— begin Records for the exercise —

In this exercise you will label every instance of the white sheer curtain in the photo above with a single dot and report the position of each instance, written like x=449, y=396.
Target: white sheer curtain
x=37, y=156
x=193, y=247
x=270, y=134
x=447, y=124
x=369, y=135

— end Records for the exercise —

**Problem to work on**
Repeat every line of the records above, requests included, but shift each x and y coordinate in the answers up by 116. Leave the numbers in the requests and in their format samples unchanged.

**Result of the task**
In this exercise you will label every instance of the white sheer curtain in the photo above with a single dot and report the position of each instance, written like x=449, y=396.
Target: white sheer curtain
x=153, y=272
x=309, y=363
x=386, y=250
x=563, y=240
x=485, y=251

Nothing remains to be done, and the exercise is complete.